■ WHAT YOU NEED TO DO
From the first line through the line containing "it: point(48, 544).", transcribe the records exactly and include no other lines.

■ INPUT DATA
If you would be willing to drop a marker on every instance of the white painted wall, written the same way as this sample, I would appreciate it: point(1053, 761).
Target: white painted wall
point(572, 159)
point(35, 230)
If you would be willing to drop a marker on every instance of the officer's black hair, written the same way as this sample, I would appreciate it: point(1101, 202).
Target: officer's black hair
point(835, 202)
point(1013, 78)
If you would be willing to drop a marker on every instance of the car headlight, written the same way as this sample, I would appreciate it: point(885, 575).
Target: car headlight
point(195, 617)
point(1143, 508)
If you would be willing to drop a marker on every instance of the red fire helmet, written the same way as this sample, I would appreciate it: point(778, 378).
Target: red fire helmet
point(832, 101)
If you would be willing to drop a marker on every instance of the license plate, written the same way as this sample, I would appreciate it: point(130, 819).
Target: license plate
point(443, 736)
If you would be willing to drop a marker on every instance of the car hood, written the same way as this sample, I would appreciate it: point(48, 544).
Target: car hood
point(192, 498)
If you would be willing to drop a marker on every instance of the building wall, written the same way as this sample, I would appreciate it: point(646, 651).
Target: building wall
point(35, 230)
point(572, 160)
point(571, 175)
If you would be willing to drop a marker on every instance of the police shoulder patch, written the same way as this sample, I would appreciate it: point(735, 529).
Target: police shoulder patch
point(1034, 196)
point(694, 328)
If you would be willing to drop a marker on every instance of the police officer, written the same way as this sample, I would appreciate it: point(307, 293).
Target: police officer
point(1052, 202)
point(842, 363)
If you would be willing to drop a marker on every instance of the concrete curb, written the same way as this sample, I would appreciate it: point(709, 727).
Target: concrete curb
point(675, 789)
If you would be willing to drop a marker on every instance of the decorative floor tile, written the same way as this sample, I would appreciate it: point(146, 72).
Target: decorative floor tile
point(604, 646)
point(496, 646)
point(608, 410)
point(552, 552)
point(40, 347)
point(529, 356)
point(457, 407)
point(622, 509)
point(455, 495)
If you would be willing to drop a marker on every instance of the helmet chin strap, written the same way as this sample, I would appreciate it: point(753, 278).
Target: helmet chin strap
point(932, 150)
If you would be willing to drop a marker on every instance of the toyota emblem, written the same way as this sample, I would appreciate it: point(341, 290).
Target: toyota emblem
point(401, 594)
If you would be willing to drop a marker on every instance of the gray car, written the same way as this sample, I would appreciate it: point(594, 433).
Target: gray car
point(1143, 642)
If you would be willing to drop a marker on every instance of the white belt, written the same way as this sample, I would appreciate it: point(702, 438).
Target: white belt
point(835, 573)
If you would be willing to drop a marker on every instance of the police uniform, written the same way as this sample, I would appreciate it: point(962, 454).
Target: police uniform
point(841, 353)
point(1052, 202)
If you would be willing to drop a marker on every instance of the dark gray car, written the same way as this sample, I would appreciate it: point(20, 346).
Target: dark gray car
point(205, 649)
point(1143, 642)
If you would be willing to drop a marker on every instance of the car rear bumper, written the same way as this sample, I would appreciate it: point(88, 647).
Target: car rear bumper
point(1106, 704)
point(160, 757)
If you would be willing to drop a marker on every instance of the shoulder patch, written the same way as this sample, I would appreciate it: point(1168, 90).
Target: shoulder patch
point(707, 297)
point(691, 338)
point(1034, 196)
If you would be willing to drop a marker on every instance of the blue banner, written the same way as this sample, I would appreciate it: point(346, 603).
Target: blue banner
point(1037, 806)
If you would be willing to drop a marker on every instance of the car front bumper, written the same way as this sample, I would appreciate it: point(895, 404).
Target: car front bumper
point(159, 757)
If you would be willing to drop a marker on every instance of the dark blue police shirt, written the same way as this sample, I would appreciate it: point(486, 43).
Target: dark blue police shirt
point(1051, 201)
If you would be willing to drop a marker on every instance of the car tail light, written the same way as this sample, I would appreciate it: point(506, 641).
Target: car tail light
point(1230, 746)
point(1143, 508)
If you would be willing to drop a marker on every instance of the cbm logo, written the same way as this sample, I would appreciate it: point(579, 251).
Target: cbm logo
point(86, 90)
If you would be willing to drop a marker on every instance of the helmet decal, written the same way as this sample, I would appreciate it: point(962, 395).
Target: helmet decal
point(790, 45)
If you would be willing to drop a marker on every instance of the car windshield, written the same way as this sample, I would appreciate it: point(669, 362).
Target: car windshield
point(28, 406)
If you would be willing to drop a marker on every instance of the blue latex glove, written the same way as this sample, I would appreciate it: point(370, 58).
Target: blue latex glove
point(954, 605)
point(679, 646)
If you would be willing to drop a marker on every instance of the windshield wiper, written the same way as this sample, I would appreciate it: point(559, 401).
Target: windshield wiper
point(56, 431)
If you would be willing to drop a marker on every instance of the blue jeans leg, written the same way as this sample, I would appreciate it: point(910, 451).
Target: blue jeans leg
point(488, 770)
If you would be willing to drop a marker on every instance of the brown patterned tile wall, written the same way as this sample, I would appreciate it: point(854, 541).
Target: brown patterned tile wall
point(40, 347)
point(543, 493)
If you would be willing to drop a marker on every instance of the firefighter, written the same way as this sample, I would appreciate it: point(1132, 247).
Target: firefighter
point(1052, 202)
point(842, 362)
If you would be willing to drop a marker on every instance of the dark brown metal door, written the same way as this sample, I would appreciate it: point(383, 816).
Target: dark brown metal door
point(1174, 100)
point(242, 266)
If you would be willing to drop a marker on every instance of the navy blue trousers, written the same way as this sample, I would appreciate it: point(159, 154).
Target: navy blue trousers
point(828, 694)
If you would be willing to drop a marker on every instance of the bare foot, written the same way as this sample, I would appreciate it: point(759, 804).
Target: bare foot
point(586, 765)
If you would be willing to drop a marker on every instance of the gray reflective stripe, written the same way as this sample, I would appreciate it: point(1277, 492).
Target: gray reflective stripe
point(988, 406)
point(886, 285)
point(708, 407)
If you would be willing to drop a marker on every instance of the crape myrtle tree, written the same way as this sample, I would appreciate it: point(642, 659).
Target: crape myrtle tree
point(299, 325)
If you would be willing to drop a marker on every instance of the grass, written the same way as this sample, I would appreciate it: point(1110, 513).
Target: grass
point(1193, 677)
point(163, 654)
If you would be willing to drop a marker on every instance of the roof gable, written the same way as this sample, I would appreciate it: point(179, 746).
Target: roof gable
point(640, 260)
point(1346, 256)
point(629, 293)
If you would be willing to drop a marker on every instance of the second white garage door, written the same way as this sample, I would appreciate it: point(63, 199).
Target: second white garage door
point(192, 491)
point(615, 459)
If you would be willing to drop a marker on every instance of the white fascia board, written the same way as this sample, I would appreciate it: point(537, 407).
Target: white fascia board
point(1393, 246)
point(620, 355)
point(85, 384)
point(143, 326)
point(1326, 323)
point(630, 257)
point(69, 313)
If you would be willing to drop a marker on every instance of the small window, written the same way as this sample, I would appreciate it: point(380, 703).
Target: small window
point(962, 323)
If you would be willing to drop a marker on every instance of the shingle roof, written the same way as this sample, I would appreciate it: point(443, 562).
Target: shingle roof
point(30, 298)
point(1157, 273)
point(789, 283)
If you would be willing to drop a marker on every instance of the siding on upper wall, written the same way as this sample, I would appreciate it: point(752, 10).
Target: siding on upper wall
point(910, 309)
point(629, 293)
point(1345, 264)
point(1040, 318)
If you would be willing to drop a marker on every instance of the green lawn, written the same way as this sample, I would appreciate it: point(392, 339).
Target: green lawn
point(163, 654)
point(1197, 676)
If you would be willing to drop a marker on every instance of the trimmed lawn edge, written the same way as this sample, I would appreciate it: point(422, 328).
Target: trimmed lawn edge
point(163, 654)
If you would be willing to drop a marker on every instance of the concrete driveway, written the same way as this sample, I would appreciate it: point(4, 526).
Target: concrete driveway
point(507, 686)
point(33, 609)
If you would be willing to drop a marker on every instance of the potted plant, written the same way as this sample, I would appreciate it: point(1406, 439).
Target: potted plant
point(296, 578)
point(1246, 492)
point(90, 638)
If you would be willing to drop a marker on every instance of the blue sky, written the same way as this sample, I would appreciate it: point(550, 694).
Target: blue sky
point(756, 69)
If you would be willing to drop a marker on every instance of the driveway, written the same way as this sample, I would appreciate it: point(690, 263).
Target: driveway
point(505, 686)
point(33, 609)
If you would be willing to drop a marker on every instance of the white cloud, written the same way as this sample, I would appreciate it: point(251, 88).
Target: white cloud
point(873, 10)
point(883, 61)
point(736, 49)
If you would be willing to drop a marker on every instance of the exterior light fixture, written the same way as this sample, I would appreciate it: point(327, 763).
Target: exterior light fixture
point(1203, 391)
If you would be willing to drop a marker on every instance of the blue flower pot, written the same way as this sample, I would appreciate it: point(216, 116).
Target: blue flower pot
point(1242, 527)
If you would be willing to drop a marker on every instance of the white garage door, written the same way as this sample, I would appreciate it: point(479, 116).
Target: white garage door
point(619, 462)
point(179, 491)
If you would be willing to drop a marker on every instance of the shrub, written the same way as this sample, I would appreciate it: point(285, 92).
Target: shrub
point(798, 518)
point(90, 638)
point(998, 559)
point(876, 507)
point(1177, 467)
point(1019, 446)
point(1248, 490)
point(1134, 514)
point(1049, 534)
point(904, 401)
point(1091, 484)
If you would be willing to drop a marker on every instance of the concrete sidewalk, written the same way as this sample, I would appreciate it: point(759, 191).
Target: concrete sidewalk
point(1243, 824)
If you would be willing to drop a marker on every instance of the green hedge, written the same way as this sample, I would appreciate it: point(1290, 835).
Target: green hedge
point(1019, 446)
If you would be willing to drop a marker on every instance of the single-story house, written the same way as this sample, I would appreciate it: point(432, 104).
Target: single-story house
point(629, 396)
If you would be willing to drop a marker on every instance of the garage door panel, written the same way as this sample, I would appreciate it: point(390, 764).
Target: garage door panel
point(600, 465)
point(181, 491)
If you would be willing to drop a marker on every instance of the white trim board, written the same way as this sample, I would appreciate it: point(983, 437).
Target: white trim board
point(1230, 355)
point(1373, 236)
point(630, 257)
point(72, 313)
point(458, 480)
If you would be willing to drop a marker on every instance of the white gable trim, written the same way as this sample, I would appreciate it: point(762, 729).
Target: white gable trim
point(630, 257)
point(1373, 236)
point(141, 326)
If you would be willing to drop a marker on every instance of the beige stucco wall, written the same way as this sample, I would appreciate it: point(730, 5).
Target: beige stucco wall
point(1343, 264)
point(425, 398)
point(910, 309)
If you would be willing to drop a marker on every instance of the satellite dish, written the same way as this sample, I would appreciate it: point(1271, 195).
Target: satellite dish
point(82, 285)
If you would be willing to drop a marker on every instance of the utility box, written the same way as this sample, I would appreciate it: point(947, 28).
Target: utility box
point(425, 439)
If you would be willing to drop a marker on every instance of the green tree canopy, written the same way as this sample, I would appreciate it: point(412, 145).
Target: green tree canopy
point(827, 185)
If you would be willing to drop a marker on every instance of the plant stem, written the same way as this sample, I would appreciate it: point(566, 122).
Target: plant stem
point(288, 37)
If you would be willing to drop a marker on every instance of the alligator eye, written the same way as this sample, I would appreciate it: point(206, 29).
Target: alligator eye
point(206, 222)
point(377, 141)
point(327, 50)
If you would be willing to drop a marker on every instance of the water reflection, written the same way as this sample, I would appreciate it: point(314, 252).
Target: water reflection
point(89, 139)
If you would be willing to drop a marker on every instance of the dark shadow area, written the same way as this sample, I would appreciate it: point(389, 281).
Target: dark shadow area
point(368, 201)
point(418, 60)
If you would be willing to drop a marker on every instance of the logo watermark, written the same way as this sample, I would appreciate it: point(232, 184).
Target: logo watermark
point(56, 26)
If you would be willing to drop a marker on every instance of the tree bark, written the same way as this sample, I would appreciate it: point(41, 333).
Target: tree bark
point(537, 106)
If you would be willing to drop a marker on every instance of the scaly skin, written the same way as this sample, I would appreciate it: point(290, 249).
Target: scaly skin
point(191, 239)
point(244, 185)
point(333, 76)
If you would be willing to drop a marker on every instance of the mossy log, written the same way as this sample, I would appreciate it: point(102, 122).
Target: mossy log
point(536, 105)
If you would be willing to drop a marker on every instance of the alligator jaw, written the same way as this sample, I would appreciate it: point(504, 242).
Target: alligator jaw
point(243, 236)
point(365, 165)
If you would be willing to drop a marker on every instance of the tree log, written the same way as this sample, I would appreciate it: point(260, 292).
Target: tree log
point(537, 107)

■ TASK OUTPUT
If you would be willing to drop a marker on every instance of the white painted wall, written the same way as this sample, I would appreciate it: point(1053, 761).
Target: white painted wall
point(572, 159)
point(35, 230)
If you would be willing to drop a marker on every instance of the officer's black hair, written the same way as this sample, I would appreciate it: point(1101, 202).
Target: officer's black hair
point(835, 202)
point(1013, 78)
If you would be willing to drop a marker on every instance of the car headlight, written the same way as this sample, I would appreciate it: point(885, 575).
Target: car headlight
point(195, 617)
point(1143, 508)
If you would be willing to drop a marker on every instance of the red fire helmet, written the same way as this sample, I would appreciate it: point(778, 378).
Target: red fire helmet
point(832, 101)
If you would be willing to drop a marker on every instance of the license plate, written the same way as this sample, I would appreciate it: point(130, 819).
Target: license plate
point(443, 736)
If you would be willing to drop a marker on every instance of the car hood, written the same way as this sample, I would appreciate it: point(48, 544).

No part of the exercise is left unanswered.